Prompt: Turn the listing below into a numbered list with one line per item and no blank lines. Leave the pictures out.

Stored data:
►

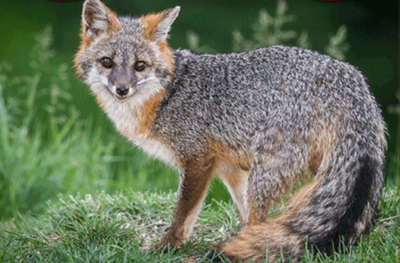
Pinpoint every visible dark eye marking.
[134,60,146,71]
[100,57,114,68]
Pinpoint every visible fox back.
[75,0,385,261]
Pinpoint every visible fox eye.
[135,60,146,71]
[101,57,114,68]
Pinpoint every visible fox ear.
[82,0,121,39]
[140,6,181,43]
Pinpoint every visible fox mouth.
[112,94,130,102]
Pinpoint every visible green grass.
[0,187,400,262]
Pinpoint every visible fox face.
[75,0,180,111]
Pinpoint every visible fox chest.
[107,104,177,166]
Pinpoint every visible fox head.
[75,0,180,104]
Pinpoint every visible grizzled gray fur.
[75,0,386,262]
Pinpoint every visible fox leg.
[154,157,214,251]
[216,161,248,225]
[209,134,307,262]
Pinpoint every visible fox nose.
[117,84,129,96]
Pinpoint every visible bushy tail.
[212,142,383,262]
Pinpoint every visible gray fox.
[75,0,386,262]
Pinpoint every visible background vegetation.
[0,0,400,226]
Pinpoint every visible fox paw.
[206,248,239,263]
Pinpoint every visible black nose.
[117,84,129,96]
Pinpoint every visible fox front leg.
[154,157,214,252]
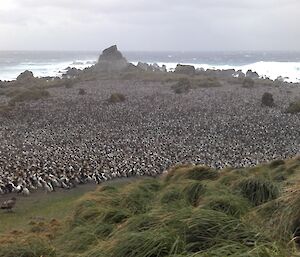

◄

Result for this task:
1. Pinpoint every visible dark eye marking.
2. [134,60,146,71]
3. [100,57,114,68]
4. Pinpoint every visible fox back.
5. [75,0,385,261]
6. Pinpoint every visible fox eye.
7. [135,60,146,71]
8. [101,57,114,68]
9. Pinpoint every visible fox ear.
10. [82,0,121,39]
11. [140,6,181,43]
12. Pinpoint every visible fox mouth.
13. [112,94,130,102]
14. Pinpoint every visible green grass.
15. [0,187,400,262]
16. Pinpoint every visible fox face.
17. [75,0,180,111]
18. Pinpoint every visible fox chest.
19. [107,104,177,166]
20. Pinpoint every visible fox head.
21. [75,0,180,104]
22. Pinpoint every visible grizzled gray fur.
23. [75,0,386,262]
24. Pinpoint every visible fox leg.
25. [154,157,214,251]
26. [216,161,248,225]
27. [209,134,307,262]
28. Pinpoint every visible fox nose.
29. [117,84,129,96]
30. Pinpoint every visible bushy tail.
31. [212,142,383,262]
32. Pinpoint every visible gray fox.
33. [75,0,386,262]
34. Pinpoint every visible background vegetation.
35. [0,0,400,226]
36. Pinpoint every visible fox paw.
37. [206,248,239,263]
38. Pinpoint every visible black nose.
39. [117,84,129,96]
40. Pinpoint every visible fox front leg.
41. [154,157,214,252]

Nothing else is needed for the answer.